**What the task asks**
Make an exact copy of the entries that come next.

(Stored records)
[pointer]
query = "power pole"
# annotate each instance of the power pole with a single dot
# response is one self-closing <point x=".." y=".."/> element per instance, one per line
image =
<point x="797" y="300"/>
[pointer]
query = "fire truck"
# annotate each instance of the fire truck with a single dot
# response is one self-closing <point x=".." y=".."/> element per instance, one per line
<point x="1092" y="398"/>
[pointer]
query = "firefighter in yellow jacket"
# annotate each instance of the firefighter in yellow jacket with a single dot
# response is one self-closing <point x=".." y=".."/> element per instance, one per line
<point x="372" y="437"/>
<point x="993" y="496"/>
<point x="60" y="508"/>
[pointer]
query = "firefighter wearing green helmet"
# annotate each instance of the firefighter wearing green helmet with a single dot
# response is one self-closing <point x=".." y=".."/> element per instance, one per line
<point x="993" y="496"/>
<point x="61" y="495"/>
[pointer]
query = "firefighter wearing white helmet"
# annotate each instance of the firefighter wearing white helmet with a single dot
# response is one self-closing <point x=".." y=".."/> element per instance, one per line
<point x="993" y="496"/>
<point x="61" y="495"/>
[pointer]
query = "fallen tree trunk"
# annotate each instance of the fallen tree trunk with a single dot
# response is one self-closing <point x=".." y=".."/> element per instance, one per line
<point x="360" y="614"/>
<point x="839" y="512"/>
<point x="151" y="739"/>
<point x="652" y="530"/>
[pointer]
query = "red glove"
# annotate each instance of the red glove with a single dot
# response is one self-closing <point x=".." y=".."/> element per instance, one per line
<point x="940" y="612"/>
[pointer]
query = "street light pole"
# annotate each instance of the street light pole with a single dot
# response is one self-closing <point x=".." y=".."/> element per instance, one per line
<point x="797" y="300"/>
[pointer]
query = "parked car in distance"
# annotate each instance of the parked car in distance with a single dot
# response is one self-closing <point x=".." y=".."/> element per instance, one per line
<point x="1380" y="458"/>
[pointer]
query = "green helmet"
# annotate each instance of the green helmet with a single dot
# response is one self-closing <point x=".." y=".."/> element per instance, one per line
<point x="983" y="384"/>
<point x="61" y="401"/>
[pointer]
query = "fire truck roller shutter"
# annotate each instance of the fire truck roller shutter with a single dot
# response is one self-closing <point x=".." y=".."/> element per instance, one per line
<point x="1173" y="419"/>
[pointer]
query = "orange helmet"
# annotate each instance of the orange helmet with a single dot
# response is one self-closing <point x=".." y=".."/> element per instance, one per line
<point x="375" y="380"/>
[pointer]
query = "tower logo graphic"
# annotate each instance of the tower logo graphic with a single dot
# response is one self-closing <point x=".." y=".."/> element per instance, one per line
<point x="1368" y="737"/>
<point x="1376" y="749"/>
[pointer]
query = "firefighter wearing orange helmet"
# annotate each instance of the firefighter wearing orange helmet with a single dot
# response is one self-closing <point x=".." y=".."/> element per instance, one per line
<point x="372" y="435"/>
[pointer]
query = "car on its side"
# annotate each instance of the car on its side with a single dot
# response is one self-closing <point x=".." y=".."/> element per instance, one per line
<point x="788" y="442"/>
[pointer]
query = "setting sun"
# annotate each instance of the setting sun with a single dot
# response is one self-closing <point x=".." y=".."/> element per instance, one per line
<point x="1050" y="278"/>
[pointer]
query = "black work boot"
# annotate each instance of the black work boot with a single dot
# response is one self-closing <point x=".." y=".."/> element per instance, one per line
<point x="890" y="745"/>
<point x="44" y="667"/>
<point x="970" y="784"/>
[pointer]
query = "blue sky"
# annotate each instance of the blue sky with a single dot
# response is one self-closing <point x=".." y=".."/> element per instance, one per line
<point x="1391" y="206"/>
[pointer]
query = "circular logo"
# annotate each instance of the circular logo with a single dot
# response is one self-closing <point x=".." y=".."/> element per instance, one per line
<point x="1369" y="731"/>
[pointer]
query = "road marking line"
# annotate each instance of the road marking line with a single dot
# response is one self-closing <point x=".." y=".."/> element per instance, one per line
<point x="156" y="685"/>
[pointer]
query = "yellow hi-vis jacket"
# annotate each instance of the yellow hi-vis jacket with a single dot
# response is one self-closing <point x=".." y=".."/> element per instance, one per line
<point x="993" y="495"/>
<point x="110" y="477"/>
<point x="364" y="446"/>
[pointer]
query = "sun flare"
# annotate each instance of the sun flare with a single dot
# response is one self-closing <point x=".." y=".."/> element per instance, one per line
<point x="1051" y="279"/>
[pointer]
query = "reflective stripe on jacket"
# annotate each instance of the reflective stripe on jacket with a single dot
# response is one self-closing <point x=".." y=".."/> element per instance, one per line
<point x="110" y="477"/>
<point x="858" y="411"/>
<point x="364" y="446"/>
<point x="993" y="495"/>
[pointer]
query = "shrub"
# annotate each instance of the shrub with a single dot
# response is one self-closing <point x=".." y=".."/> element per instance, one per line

**The completed task**
[pointer]
query = "power pole"
# annotate each instance of the power pole with a single dot
# response is one self-closing <point x=".." y=".."/> element per instance, one per line
image =
<point x="797" y="300"/>
[pointer]
query = "fire truck"
# annotate each instance of the fire truck with a single dot
# response is one self-closing <point x=".." y=".."/> element per instance, one per line
<point x="1092" y="398"/>
[pointer]
query = "firefighter in yellow jacket"
# annotate each instance of the firefighter in yellow jacket with a single dot
# response is one self-closing <point x=".." y=".."/> element per instance, one per line
<point x="372" y="437"/>
<point x="993" y="496"/>
<point x="60" y="508"/>
[pointer]
query = "firefighter wearing green helmet"
# annotate each instance of the firefighter wearing green helmet with a single dot
# response is one self-closing <point x=".." y=".."/> element per instance, one per line
<point x="993" y="496"/>
<point x="61" y="495"/>
[pointer]
query = "firefighter wearing white helmet"
# annotate each instance of the firefighter wearing white helmet with a single dot
# response is one self-closing <point x=".." y=".."/> element per instance, one per line
<point x="993" y="496"/>
<point x="61" y="495"/>
[pointer]
query = "fallen tree trunk"
# annotate each instance of the fallen tree trunk with a single dot
# response is one self-closing <point x=".." y=".."/> element per instance, one per line
<point x="360" y="614"/>
<point x="839" y="512"/>
<point x="151" y="739"/>
<point x="652" y="530"/>
[pointer]
query = "red glove"
# annotate each instance of the red glove with a single dot
# response is one self-closing <point x=".." y=".."/> element per instance, one per line
<point x="940" y="612"/>
[pointer]
query = "street light pole"
# annotate each instance of the street light pole with a single dot
# response is one self-closing <point x=".." y=".."/> element per instance, one per line
<point x="797" y="300"/>
[pointer]
query = "parked car in distance"
# annotate each instance of the parked car in distance with a single dot
# response is one self-closing <point x=".." y=".."/> element per instance, one per line
<point x="1380" y="458"/>
[pointer]
query = "green helmet"
# annotate each instance of the green helmet with a single dot
# response is one self-closing <point x=".." y=".."/> element per instance, one per line
<point x="983" y="384"/>
<point x="61" y="401"/>
[pointer]
query = "fire truck roller shutter"
# annotate each instance of the fire truck roller shutter with a single dot
# response is one self-closing <point x=".." y=".."/> element per instance, one per line
<point x="1173" y="419"/>
[pointer]
query = "orange helmet"
# annotate each instance of the orange helmet with a single dot
# response is one self-closing <point x=".." y=".."/> element per instance, one per line
<point x="375" y="380"/>
[pointer]
query = "tower logo graphic"
# annotate each instance of the tower logo graphic with a single dot
# response is one self-closing <point x=".." y=".."/> element per instance, one per line
<point x="1368" y="737"/>
<point x="1376" y="749"/>
[pointer]
query = "firefighter wearing orange helmet"
# annotate each instance of the firefighter wearing orange helmet with a single dot
# response is one self-closing <point x=".." y=".."/> element per instance, one per line
<point x="372" y="435"/>
[pointer]
query = "car on its side"
# annotate each instance of the car on its side with a single dot
# response is one self-closing <point x=".." y=".."/> element per instance, one per line
<point x="788" y="442"/>
[pointer]
query = "setting sun"
# annotate each instance of the setting sun with a single dot
# response is one self-closing <point x=".." y=".."/> element per instance, one per line
<point x="1050" y="278"/>
[pointer]
query = "black work boot"
# annotate each instance of the black work boot with a single dot
# response is one self-closing <point x=".." y=".."/> element per instance, one per line
<point x="890" y="745"/>
<point x="44" y="667"/>
<point x="970" y="784"/>
[pointer]
query = "blue sky"
# annotate each instance of the blue sky with a single dot
# response is one self-closing <point x=".." y=".."/> element per instance, one per line
<point x="1391" y="206"/>
[pointer]
query = "circular logo"
# annotate each instance of the circular logo with a single dot
# response is one self-closing <point x=".." y=".."/> element per instance, one per line
<point x="1369" y="731"/>
[pointer]
query = "road marking line"
# annotate each instance of the road marking line with a single dot
# response is one self-closing <point x=".." y=".."/> element per instance, one per line
<point x="156" y="685"/>
[pointer]
query = "yellow hi-vis jacket"
# annotate each instance of the yellow hi-vis jacket with a single dot
# response is one self-closing <point x=".." y=".."/> element per instance, one per line
<point x="993" y="495"/>
<point x="110" y="477"/>
<point x="364" y="446"/>
[pointer]
query = "sun flare"
# annotate each instance of the sun flare with a single dot
# response is one self-closing <point x=".." y=".."/> element per instance, one per line
<point x="1051" y="279"/>
[pointer]
query = "reflective stripe on jacket"
# annotate each instance of the reflective stripe on jacket with a single dot
# response is one self-closing <point x=".." y=".."/> element per instance, one per line
<point x="110" y="477"/>
<point x="858" y="411"/>
<point x="364" y="446"/>
<point x="993" y="495"/>
[pointer]
query = "shrub"
# annotate each instance of the shrub with a single dot
# response is one self-closing <point x=".." y=".."/> element per instance, one per line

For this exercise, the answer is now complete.